**REQUIRED WORK**
Could you reproduce every entry below word for word, leaving out any pictures?
[START DATA SUPPLIED]
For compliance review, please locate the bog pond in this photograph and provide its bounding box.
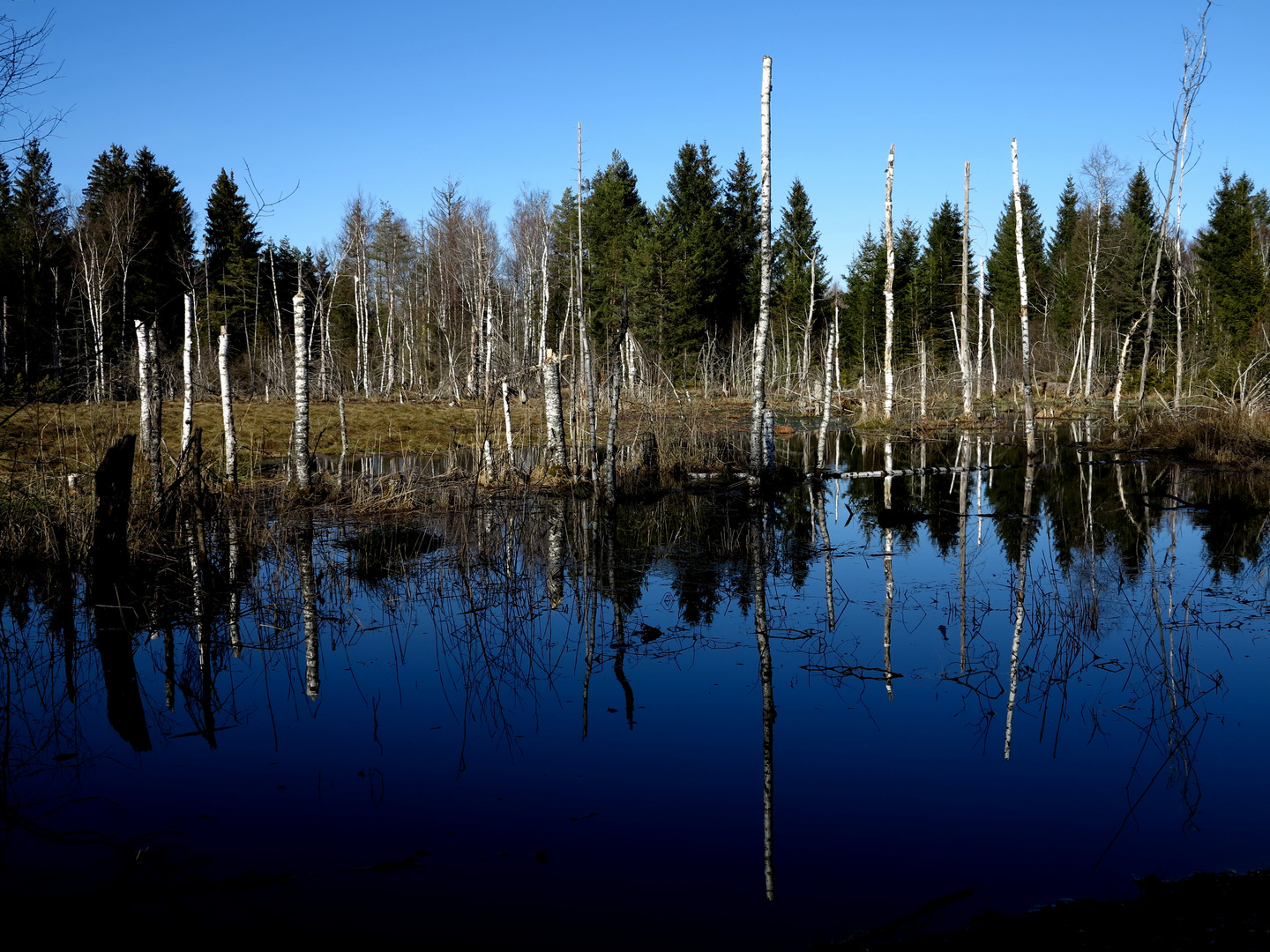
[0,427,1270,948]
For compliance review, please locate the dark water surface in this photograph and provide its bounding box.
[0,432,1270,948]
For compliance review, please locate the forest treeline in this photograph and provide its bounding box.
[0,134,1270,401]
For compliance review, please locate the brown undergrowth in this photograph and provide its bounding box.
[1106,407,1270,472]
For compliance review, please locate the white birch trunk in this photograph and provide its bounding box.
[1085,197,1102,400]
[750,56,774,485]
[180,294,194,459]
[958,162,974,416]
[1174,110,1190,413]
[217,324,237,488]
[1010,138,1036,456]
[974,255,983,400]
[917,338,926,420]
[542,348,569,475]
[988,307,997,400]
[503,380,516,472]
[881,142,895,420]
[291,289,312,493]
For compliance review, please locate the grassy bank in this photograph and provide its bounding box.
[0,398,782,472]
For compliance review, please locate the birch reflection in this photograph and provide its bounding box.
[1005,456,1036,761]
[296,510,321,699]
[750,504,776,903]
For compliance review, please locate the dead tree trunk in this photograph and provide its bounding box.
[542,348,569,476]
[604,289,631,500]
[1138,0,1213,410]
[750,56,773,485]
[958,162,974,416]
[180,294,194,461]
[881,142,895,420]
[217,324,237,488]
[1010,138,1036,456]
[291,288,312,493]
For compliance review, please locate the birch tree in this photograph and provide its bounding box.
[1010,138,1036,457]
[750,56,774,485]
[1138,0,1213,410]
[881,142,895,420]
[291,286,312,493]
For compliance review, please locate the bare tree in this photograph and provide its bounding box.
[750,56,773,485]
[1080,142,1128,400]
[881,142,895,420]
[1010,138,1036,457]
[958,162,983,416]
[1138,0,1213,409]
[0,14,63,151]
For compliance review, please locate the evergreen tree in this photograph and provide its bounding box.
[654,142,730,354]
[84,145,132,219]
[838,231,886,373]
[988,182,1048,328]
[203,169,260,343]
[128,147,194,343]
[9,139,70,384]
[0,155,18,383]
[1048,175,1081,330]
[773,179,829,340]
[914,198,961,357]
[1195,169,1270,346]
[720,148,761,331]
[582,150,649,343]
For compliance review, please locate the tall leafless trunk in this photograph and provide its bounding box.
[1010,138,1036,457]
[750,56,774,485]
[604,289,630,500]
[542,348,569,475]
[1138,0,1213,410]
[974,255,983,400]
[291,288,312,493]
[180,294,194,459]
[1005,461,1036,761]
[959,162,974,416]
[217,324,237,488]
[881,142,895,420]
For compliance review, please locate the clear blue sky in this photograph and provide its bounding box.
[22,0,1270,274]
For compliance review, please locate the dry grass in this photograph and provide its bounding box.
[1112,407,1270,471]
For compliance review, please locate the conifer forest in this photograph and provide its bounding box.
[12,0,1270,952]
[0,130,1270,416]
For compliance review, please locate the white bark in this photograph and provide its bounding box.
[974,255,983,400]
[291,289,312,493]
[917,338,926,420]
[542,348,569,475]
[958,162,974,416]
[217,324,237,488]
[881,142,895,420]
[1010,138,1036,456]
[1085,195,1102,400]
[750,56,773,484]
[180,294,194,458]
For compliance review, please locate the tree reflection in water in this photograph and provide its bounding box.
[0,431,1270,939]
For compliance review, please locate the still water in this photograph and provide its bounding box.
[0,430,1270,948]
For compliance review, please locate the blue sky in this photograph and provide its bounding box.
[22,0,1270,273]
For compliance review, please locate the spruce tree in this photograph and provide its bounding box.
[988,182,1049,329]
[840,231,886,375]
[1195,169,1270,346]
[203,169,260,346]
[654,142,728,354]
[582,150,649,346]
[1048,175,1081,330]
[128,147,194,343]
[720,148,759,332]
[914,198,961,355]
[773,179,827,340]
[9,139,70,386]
[END DATA SUPPLIED]
**SOLUTION FOR THIS EXERCISE**
For compliance review, please locate the bog pond in this photograph and provide its bounding box.
[0,427,1270,948]
For compliance review, please locate the dark water surface in this photograph and provide its bounding box.
[0,432,1270,948]
For compliance review, please locate the forest treeline in this photograph and provide its bounding box.
[0,134,1270,401]
For compliance review, please locate the brown undergrowth in this photograph and provide its bounding box.
[1106,407,1270,472]
For compliance review, please locate the white birch trunk in this photograph and provide its bounding box.
[1085,197,1102,400]
[750,56,774,485]
[180,294,194,459]
[958,162,974,416]
[1174,110,1190,413]
[217,324,237,488]
[1010,138,1036,456]
[974,255,983,400]
[917,338,926,420]
[542,348,569,475]
[988,307,997,400]
[503,380,516,472]
[881,142,895,420]
[291,289,312,493]
For compliance review, please locate the grassy bank in this photograph and provide its bounding box.
[0,398,782,472]
For compliance review, please locate the birch reflection in this photograph and provide its bounding box.
[1005,456,1036,761]
[296,510,321,699]
[750,504,776,903]
For compliance review, please locate the dead tree trunk in this photograph and provide its bounding box.
[542,348,569,476]
[604,289,631,500]
[1138,0,1213,410]
[750,56,773,485]
[958,162,974,416]
[180,294,194,461]
[881,142,895,420]
[217,324,237,488]
[1010,138,1036,456]
[291,288,312,493]
For compliance review, please locate the birch tree in this photograph and provide its bounding box.
[1010,138,1036,457]
[750,56,774,485]
[1138,0,1213,410]
[881,142,895,420]
[291,286,312,493]
For compliance review, please locate the bare tree in this photograph and provide its bounding box.
[750,56,773,485]
[1080,142,1128,400]
[881,142,895,420]
[1010,138,1036,457]
[958,162,983,416]
[1138,0,1213,409]
[0,14,63,151]
For compliance review, please locate the evergreen tree in this photograph and provide its bounding box.
[654,142,730,354]
[84,145,132,219]
[838,231,886,373]
[988,182,1048,328]
[203,169,260,343]
[128,147,194,343]
[9,139,70,384]
[0,155,18,383]
[1048,175,1081,330]
[773,179,829,340]
[914,198,961,357]
[1195,169,1270,346]
[720,148,761,331]
[582,150,649,343]
For compliance review, please locate the tall leafless trunk in this photograph and provide its bounding box.
[1010,138,1036,457]
[750,56,774,485]
[604,289,630,500]
[542,348,569,475]
[1138,0,1213,410]
[974,255,983,400]
[291,288,312,493]
[180,294,194,459]
[1005,461,1036,761]
[959,162,974,416]
[217,324,237,488]
[881,142,895,420]
For compliance review, please locate the clear blue sky in this photograph and provide its bounding box.
[22,0,1270,274]
For compliance review, please locate the dry grass in this photograph and provide its bounding box.
[1112,407,1270,471]
For compliance review, please locate the conifer forest in this photograph and provide its bounding box.
[12,0,1270,952]
[0,130,1270,416]
For compliance review, please locate the white bark in this photograph and provide its bounding box.
[974,255,983,400]
[291,289,312,493]
[917,338,926,420]
[542,348,569,475]
[958,162,974,416]
[217,324,237,488]
[881,142,895,420]
[1010,138,1036,456]
[1085,195,1102,400]
[750,56,773,484]
[180,294,194,458]
For compliance review, please locate the tree reflection in water in this photograph and provide its bounding box.
[0,431,1270,939]
For compliance review, please locate the still water in this photograph and provide its bounding box.
[0,430,1270,948]
For compliance review, please locate the blue sky in this photograph and provide its bounding box.
[22,0,1270,273]
For compliance review, please locate the spruce tree in this photograph and provide its bounding box.
[988,182,1049,329]
[840,231,886,375]
[1195,169,1270,346]
[203,169,260,346]
[654,142,728,354]
[582,150,649,346]
[1048,175,1081,330]
[128,147,194,343]
[720,148,759,332]
[914,198,961,355]
[773,179,827,340]
[9,139,70,386]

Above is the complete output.